Ejercicio:
Responde estas preguntas sobre el texto acerca del indigenismo:
1. ¿Cómo queda el "indigenismo" al hacer una revisión del panorama actual?
2. ¿Por qué ingresa el indígena en los puntos de circulación nacional?
3. ¿En qué condición son mantenidos los artistas populares o creadores indígenas?

Al hacer una revisión del panorama actual, el “indigenismo” (por denominar de alguna manera la aproximación de algunos autores nacionales, criollos, interesados en el problema de los pueblos originarios) es absolutamente relegado. Algo que es incluso más fuerte en un autor de origen indígena quien se adapta al discurso artístico-cultural occidental y debe dejar cualquier mantención de su acervo. Es decir, el sujeto debe autodefinirse desde las lógicas contemporáneas globalizadas: permitir la inclusión de autores que se determinen en nuevas categorías es absolutamente imposible. Pareciera ser que en este tipo de individuos la categoría norma, conductiviza, obligando al otro ser un “ciudadano”. El indígena en los puntos de circulación nacional, ingresa por su exotismo, pero no se le reconoce un lugar dentro de la cultura contemporánea, sino por el contrario, vive en un punto nulo de inclusión fáctica –como si levitara para mantenerlo en un estado inicial histórico. Por lo tanto, mientras existe una oficialidad del discurso, conservador o dignificador de una ideología, los artistas populares o creadores indígenas, son mantenidos en su condición de “otro”. Lo preocupante no es su marginación por parte de un grupo conservador, sino más bien por los “otros” oficiales.

Material:
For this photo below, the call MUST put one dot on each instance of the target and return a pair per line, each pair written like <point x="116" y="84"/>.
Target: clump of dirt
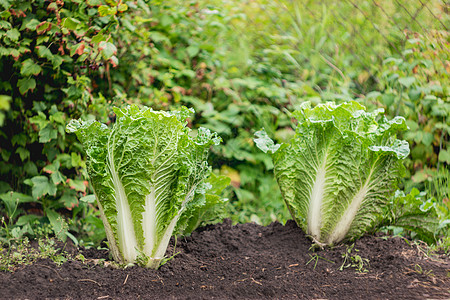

Solución:
1. Queda absolutamente relegado.
2. Ingresa por su exotismo.
3. Son mantenidos en su condición de "otro".